Work to do: Omit the pictures and retype only the lines from the one containing "TARGET: rider's face" through the end of the listing, both ends included.

[Image point annotation entries]
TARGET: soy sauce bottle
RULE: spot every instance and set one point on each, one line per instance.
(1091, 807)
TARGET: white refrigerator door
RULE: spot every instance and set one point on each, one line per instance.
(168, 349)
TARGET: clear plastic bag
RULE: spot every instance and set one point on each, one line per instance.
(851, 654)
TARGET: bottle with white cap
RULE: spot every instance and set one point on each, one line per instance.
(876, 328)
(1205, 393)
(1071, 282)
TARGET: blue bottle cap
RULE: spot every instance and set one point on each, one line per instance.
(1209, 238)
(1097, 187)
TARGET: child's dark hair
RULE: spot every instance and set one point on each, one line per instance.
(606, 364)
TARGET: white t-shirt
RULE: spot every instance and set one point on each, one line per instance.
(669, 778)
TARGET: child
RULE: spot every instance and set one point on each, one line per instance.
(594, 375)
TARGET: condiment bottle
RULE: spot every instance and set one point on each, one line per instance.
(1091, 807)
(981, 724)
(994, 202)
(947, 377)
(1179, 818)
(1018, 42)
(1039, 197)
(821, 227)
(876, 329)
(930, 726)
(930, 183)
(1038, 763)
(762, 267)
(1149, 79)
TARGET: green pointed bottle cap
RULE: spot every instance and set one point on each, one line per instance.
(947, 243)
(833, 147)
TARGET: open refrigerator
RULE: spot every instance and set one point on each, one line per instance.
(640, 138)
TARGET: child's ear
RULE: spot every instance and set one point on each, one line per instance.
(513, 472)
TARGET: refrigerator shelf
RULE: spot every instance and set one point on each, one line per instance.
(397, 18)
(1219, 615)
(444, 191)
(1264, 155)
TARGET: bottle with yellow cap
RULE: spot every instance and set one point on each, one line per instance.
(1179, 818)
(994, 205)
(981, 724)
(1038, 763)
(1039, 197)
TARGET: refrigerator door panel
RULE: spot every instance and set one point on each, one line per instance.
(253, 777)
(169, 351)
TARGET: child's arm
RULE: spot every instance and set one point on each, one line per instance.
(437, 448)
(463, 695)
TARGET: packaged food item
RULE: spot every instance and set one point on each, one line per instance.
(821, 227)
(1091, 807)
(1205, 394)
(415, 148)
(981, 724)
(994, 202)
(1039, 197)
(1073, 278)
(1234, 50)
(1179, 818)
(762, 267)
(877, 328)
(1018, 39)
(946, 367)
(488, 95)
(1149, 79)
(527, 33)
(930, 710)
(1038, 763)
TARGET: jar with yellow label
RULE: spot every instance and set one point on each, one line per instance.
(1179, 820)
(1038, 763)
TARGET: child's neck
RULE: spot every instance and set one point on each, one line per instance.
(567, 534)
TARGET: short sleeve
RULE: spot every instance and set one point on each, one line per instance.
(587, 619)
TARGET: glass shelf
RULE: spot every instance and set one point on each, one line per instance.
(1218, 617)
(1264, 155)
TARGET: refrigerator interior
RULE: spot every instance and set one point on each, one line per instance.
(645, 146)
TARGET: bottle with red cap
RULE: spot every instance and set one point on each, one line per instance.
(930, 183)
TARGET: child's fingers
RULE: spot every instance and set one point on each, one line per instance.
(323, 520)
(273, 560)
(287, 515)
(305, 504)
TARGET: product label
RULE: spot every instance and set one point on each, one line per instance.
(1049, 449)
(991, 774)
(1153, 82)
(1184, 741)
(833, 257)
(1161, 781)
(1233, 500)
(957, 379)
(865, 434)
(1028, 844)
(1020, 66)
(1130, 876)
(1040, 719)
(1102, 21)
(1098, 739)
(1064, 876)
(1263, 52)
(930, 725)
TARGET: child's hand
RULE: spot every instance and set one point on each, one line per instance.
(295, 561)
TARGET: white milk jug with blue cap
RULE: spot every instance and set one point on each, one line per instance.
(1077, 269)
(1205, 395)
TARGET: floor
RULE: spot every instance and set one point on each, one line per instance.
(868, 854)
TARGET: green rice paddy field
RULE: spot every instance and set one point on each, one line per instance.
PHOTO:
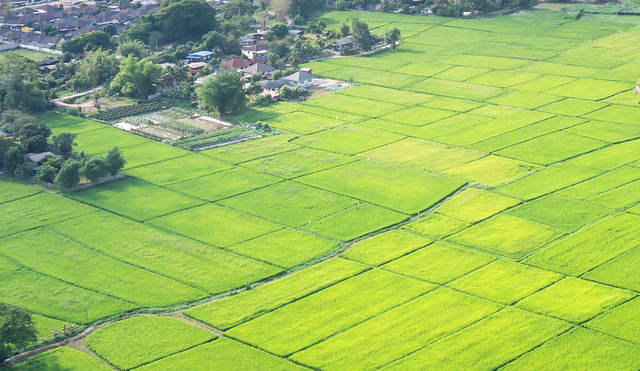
(474, 204)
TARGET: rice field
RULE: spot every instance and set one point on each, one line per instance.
(471, 203)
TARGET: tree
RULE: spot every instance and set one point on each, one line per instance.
(180, 19)
(344, 29)
(280, 30)
(17, 329)
(114, 160)
(361, 35)
(280, 8)
(69, 174)
(223, 93)
(62, 144)
(133, 48)
(94, 169)
(14, 160)
(136, 77)
(392, 36)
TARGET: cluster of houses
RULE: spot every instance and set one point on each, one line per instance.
(26, 25)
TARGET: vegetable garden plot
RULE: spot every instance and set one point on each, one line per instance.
(290, 203)
(224, 354)
(37, 210)
(620, 321)
(63, 358)
(423, 154)
(434, 263)
(547, 180)
(505, 281)
(233, 310)
(486, 344)
(348, 140)
(216, 225)
(135, 199)
(384, 247)
(610, 157)
(298, 162)
(602, 183)
(455, 89)
(506, 235)
(572, 107)
(618, 114)
(526, 133)
(178, 169)
(355, 221)
(621, 271)
(551, 148)
(212, 270)
(404, 189)
(148, 338)
(71, 262)
(285, 248)
(12, 190)
(397, 332)
(304, 123)
(560, 212)
(473, 205)
(254, 149)
(493, 170)
(575, 300)
(589, 89)
(71, 303)
(580, 350)
(436, 226)
(330, 311)
(224, 184)
(590, 246)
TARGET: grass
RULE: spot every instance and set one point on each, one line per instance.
(177, 169)
(384, 247)
(134, 198)
(432, 263)
(511, 331)
(38, 210)
(505, 282)
(63, 358)
(298, 162)
(560, 212)
(397, 332)
(78, 265)
(215, 225)
(575, 300)
(286, 248)
(332, 310)
(590, 246)
(290, 203)
(580, 350)
(474, 205)
(506, 235)
(403, 189)
(149, 338)
(184, 260)
(233, 310)
(225, 354)
(224, 184)
(66, 302)
(436, 226)
(370, 218)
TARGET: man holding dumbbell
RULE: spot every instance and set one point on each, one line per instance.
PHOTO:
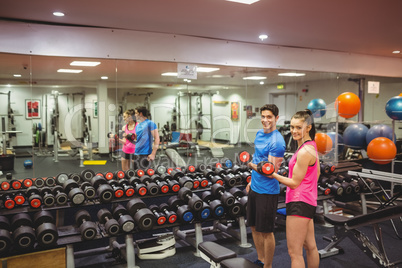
(147, 139)
(262, 191)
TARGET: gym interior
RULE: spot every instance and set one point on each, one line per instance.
(65, 199)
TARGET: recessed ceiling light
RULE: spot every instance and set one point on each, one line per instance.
(169, 74)
(254, 78)
(291, 74)
(58, 14)
(71, 71)
(248, 2)
(85, 63)
(206, 69)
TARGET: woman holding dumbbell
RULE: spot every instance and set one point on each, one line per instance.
(301, 193)
(128, 146)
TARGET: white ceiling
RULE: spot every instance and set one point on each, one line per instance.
(370, 27)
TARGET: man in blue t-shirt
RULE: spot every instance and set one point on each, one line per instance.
(147, 139)
(262, 191)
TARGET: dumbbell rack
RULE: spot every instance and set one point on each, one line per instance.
(69, 235)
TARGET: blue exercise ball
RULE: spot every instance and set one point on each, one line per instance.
(317, 107)
(28, 163)
(354, 136)
(340, 140)
(378, 131)
(393, 108)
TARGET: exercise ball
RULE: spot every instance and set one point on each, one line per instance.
(348, 104)
(378, 131)
(340, 140)
(354, 136)
(381, 150)
(393, 108)
(317, 107)
(324, 143)
(28, 163)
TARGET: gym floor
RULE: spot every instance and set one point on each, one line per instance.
(185, 257)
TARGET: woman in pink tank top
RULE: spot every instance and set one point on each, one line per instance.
(128, 147)
(301, 193)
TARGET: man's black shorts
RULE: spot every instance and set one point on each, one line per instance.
(261, 211)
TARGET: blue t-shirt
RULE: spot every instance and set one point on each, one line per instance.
(144, 137)
(266, 144)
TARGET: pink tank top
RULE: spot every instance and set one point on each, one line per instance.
(307, 190)
(129, 147)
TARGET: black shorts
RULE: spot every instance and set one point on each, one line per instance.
(141, 162)
(300, 209)
(127, 156)
(261, 211)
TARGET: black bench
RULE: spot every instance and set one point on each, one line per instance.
(219, 256)
(347, 227)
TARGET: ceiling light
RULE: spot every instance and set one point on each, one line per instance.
(169, 74)
(58, 14)
(71, 71)
(206, 69)
(291, 74)
(248, 2)
(254, 78)
(85, 63)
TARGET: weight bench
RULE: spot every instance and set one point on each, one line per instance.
(219, 256)
(348, 227)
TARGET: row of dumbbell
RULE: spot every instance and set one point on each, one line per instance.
(22, 232)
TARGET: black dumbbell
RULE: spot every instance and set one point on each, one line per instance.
(45, 229)
(89, 190)
(117, 189)
(87, 174)
(212, 177)
(182, 210)
(139, 187)
(266, 168)
(226, 198)
(61, 178)
(173, 184)
(86, 226)
(23, 234)
(170, 215)
(125, 221)
(61, 197)
(75, 194)
(8, 201)
(50, 182)
(103, 190)
(216, 206)
(160, 216)
(194, 202)
(163, 186)
(152, 187)
(105, 217)
(127, 188)
(48, 197)
(143, 217)
(34, 198)
(5, 236)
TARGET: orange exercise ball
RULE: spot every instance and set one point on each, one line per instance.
(348, 104)
(381, 150)
(324, 143)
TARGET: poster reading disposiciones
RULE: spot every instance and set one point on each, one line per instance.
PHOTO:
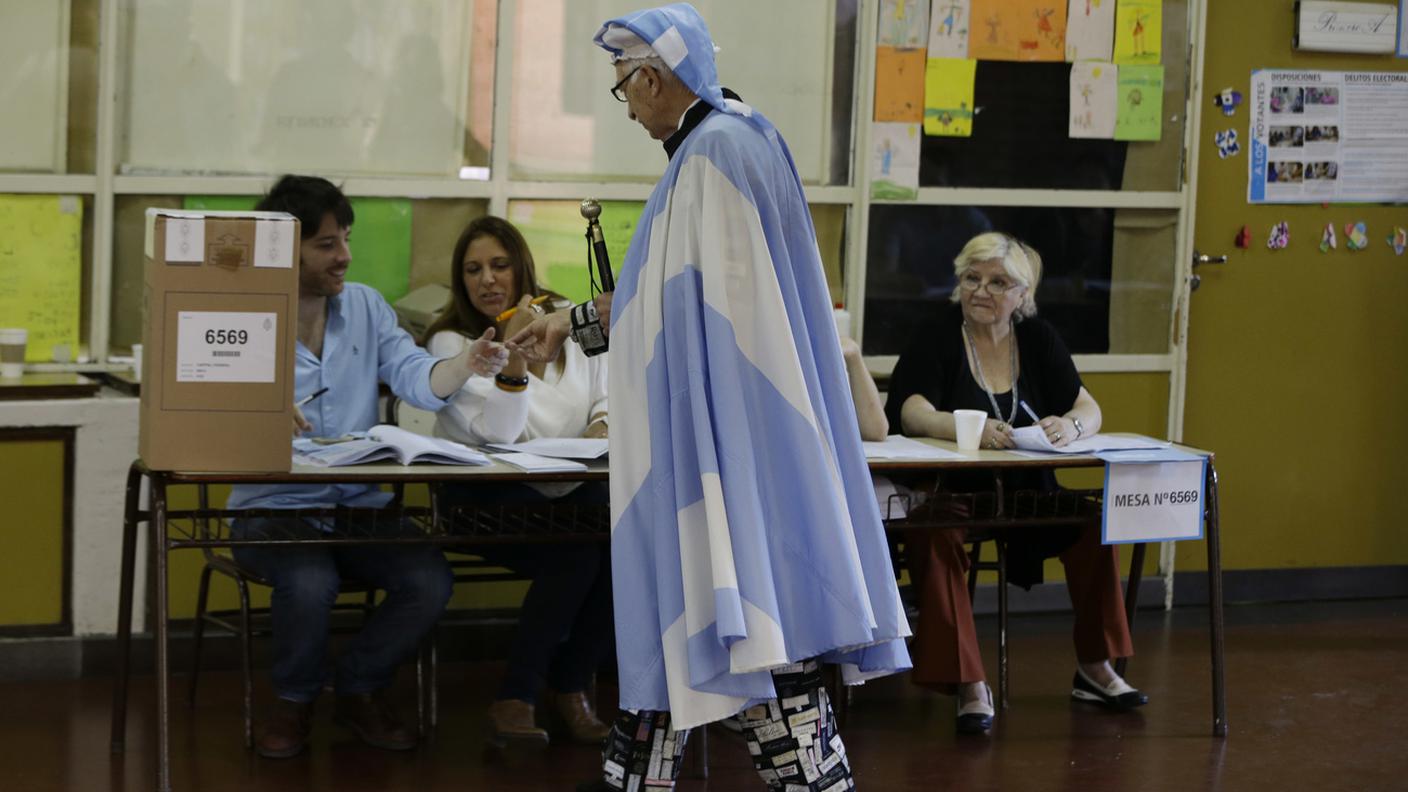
(1328, 137)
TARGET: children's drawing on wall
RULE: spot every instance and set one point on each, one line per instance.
(948, 96)
(1138, 31)
(904, 23)
(894, 161)
(1018, 30)
(948, 28)
(1090, 30)
(1093, 90)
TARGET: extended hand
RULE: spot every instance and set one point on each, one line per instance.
(485, 357)
(1059, 430)
(542, 340)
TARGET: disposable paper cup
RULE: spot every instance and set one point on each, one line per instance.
(969, 427)
(11, 351)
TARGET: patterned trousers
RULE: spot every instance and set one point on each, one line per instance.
(793, 741)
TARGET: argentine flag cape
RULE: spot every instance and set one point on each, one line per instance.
(745, 533)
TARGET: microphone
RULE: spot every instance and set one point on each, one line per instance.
(597, 244)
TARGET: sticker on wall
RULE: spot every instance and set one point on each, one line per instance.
(1280, 236)
(1228, 99)
(1328, 238)
(1356, 236)
(1398, 240)
(1227, 144)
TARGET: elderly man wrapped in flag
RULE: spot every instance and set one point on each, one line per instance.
(746, 546)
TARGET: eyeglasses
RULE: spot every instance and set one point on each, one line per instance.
(617, 90)
(997, 286)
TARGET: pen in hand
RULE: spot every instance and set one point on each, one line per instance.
(310, 398)
(508, 313)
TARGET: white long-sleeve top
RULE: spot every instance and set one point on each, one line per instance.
(552, 406)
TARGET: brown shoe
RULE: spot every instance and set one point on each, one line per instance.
(513, 719)
(285, 732)
(372, 718)
(575, 713)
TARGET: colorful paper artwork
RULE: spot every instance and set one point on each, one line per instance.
(1017, 30)
(1093, 97)
(899, 85)
(948, 28)
(1090, 30)
(1328, 238)
(948, 96)
(1138, 31)
(1139, 113)
(904, 24)
(894, 161)
(1356, 236)
(1227, 144)
(1280, 236)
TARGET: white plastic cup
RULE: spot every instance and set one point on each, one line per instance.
(11, 351)
(968, 424)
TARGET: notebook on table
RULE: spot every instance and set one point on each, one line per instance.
(383, 443)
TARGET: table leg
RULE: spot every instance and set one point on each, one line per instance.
(158, 530)
(124, 608)
(1132, 596)
(1220, 708)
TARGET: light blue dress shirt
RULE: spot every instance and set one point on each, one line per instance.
(362, 344)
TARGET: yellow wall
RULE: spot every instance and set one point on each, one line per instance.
(31, 565)
(1296, 372)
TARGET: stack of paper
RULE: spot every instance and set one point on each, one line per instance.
(559, 447)
(900, 447)
(535, 464)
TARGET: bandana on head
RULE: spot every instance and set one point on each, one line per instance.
(677, 35)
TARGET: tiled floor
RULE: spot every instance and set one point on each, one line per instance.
(1317, 696)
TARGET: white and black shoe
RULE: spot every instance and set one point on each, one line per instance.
(1118, 695)
(976, 718)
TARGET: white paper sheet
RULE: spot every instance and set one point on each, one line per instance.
(537, 464)
(559, 447)
(900, 447)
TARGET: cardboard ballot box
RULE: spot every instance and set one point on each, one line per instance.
(221, 300)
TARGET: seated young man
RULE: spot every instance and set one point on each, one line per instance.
(348, 340)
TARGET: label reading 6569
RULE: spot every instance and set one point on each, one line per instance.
(225, 347)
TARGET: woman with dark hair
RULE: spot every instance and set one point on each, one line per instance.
(565, 625)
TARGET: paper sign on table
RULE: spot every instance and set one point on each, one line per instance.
(1018, 30)
(900, 85)
(1093, 90)
(1138, 31)
(1090, 30)
(1139, 103)
(903, 23)
(894, 161)
(948, 28)
(948, 96)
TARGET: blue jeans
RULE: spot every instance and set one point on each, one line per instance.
(565, 625)
(306, 581)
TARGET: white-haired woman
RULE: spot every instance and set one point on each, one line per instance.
(989, 351)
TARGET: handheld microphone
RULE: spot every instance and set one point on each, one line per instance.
(597, 244)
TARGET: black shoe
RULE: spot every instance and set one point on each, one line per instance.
(976, 718)
(1118, 696)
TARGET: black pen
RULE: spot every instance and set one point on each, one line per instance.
(310, 398)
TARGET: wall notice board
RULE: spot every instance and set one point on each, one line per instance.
(41, 271)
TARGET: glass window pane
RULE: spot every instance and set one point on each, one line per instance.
(265, 86)
(397, 245)
(1107, 281)
(1020, 133)
(48, 86)
(565, 123)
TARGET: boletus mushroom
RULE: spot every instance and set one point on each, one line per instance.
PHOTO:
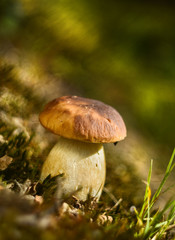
(83, 126)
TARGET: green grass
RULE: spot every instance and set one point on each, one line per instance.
(28, 219)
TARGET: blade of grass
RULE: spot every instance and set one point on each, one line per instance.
(169, 169)
(146, 196)
(167, 173)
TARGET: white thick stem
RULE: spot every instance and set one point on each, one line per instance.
(83, 166)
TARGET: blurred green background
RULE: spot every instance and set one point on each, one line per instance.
(120, 52)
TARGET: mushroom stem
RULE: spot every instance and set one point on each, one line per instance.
(82, 165)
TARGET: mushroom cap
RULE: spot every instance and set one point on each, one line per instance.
(83, 119)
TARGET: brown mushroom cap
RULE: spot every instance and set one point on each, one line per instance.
(83, 119)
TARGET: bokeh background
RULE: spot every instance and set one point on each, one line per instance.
(119, 52)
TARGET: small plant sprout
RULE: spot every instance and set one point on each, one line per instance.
(83, 126)
(156, 226)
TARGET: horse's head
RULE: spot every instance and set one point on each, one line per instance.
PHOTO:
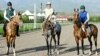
(17, 19)
(76, 18)
(76, 15)
(49, 27)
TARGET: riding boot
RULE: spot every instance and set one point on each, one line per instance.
(4, 28)
(87, 32)
(43, 26)
(17, 31)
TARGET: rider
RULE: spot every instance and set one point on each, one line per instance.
(48, 14)
(84, 18)
(8, 14)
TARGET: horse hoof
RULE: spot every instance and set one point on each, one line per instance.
(7, 53)
(96, 53)
(83, 55)
(57, 52)
(90, 53)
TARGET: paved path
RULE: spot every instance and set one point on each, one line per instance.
(33, 44)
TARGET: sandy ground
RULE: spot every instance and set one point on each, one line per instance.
(33, 44)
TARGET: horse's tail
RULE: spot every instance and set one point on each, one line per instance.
(94, 30)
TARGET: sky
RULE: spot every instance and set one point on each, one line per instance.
(92, 6)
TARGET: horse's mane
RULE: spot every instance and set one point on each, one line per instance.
(78, 23)
(77, 19)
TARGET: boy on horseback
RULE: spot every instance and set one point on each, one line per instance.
(8, 14)
(84, 18)
(48, 15)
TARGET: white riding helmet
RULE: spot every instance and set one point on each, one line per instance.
(48, 3)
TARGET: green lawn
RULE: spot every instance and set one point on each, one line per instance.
(27, 27)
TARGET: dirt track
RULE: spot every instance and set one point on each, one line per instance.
(33, 44)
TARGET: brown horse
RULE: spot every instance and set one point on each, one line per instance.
(49, 34)
(81, 35)
(11, 32)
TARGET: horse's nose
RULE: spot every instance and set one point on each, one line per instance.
(21, 24)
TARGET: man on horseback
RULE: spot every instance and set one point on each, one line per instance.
(84, 18)
(8, 14)
(48, 15)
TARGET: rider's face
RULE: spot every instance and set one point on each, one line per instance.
(82, 10)
(9, 7)
(48, 6)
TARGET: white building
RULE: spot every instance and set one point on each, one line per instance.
(28, 13)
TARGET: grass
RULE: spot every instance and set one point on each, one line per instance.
(27, 27)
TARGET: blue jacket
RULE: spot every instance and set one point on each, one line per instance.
(83, 16)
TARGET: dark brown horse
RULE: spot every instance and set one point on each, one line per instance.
(11, 32)
(49, 33)
(81, 35)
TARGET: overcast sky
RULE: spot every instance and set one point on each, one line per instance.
(59, 5)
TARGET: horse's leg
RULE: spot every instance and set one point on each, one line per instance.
(47, 44)
(89, 38)
(50, 45)
(82, 43)
(95, 40)
(13, 41)
(58, 35)
(77, 42)
(8, 45)
(54, 39)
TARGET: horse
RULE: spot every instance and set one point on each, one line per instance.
(58, 32)
(79, 34)
(11, 32)
(49, 34)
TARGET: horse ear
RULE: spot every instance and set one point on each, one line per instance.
(18, 13)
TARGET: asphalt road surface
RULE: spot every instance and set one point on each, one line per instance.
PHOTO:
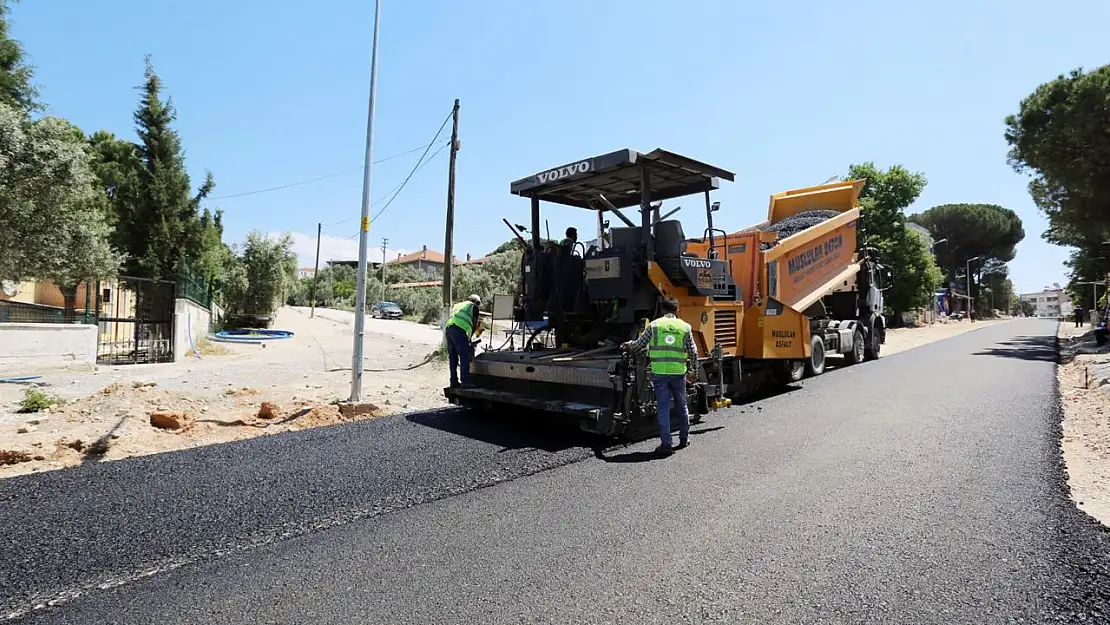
(926, 487)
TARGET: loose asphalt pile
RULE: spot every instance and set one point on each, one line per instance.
(796, 223)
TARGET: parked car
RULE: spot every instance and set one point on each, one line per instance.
(385, 310)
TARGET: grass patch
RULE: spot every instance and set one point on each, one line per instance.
(205, 348)
(37, 401)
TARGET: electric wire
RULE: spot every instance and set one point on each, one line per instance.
(311, 180)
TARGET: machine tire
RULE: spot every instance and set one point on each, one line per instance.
(858, 352)
(788, 372)
(815, 365)
(875, 343)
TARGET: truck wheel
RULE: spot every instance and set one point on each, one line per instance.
(788, 372)
(874, 343)
(816, 363)
(858, 346)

Written reply:
TARGET: rider's face
RULE: spot every instance and set one point on each, one line per instance.
(82, 10)
(9, 7)
(48, 6)
TARGET: white building
RULE: spot every instance and set one point on each, one line per instance.
(28, 13)
TARGET: grass
RULE: spot every instance and set one point on each, one line per instance.
(27, 27)
TARGET: blue jacket
RULE: spot every instance and set one point on each, one line per instance.
(83, 16)
TARGET: dark brown horse
RULE: spot every instance and set one point on each, one line per instance.
(11, 32)
(49, 33)
(81, 35)
TARGET: overcast sky
RULE: spot every instance and set one point on each, one line per instance.
(59, 5)
TARGET: horse's leg
RULE: spot every instance and set one point on each, one line per instance.
(47, 44)
(89, 38)
(50, 45)
(82, 43)
(95, 40)
(13, 41)
(58, 35)
(77, 42)
(8, 45)
(54, 39)
TARGET: horse
RULE: spot every instance and set one point on each, one line per instance.
(58, 32)
(79, 34)
(11, 32)
(49, 34)
TARGET: horse ear
RULE: spot every instance and set one point on each, one line per instance.
(18, 13)
TARGET: asphalt road surface
RULE: spot every instance and set one point on each, one line per instance.
PHOTO:
(926, 487)
TARGET: loose asphalt pile
RULE: spot every instance and set one point on each, one line per instance.
(796, 223)
TARGET: parked car
RULE: spot every instance and set one point on each, one line per instance.
(385, 310)
TARGET: grass patch
RULE: spot every instance and set one point on each, one line per instance.
(205, 348)
(37, 401)
TARGET: electric wire
RULE: spot every instance and set one point on each, one line per instance.
(311, 180)
TARGET: machine tire
RULE: spot every instance and set one point on each, one line per instance.
(858, 352)
(788, 372)
(815, 365)
(875, 343)
TARGET: truck wheel
RULE: spot every instance and set one point on each, one line per instance.
(788, 372)
(874, 343)
(816, 363)
(858, 346)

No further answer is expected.